PASSAGE —
----

At "level 2," it seems to me that it would be quite useful to have
some way of getting at the verbose output of VACUUM.

Consider when I vacuum a table, thus:

/* cbbrowne@[local]/dba2 performance=*/ vacuum verbose analyze days;
INFO: vacuuming "public.days"
INFO: "days": found 0 removable, 1893 nonremovable row versions in 9 pages
DETAIL: 0 dead row versions cannot be removed yet.
There were 0 unused item pointers.
0 pages are entirely empty.
CPU 0.00s/0.00u sec elapsed 0.03 sec.
INFO: analyzing "public.days"
INFO: "days": 9 pages, 1893 rows sampled, 1893 estimated total rows
VACUUM

The only thing that PostgreSQL will log generally about this is, if
the query runs for a while, that I requested "vacuum verbose analyze
days;", and that this took 4284ms to run.

It would be really nice if we could have some way of logging the
details, namely of numbers of row versions removed/nonremovable, and
of pages affected.

If we could regularly log that sort of information, that could be very
useful in figuring out some "more nearly optimal" schedule for
vacuuming.

----

PROMPT 1 — List every line in the vacuum output of the post on logging VACUUM output that begins with "INFO:".
PROMPT 2 — Rewrite the post on logging VACUUM output from "The only thing" to "4284ms to run.", putting "the database server" in place of "PostgreSQL".

DATA —
----

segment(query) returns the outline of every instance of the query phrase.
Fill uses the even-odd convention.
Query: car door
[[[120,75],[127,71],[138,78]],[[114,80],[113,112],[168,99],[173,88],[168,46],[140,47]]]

----

CORRECT OUTPUT 1 —
INFO: vacuuming "public.days"
INFO: "days": found 0 removable, 1893 nonremovable row versions in 9 pages
INFO: analyzing "public.days"
INFO: "days": 9 pages, 1893 rows sampled, 1893 estimated total rows

CORRECT OUTPUT 2 —
The only thing that the database server will log generally about this is, if
the query runs for a while, that I requested "vacuum verbose analyze
days;", and that this took 4284ms to run.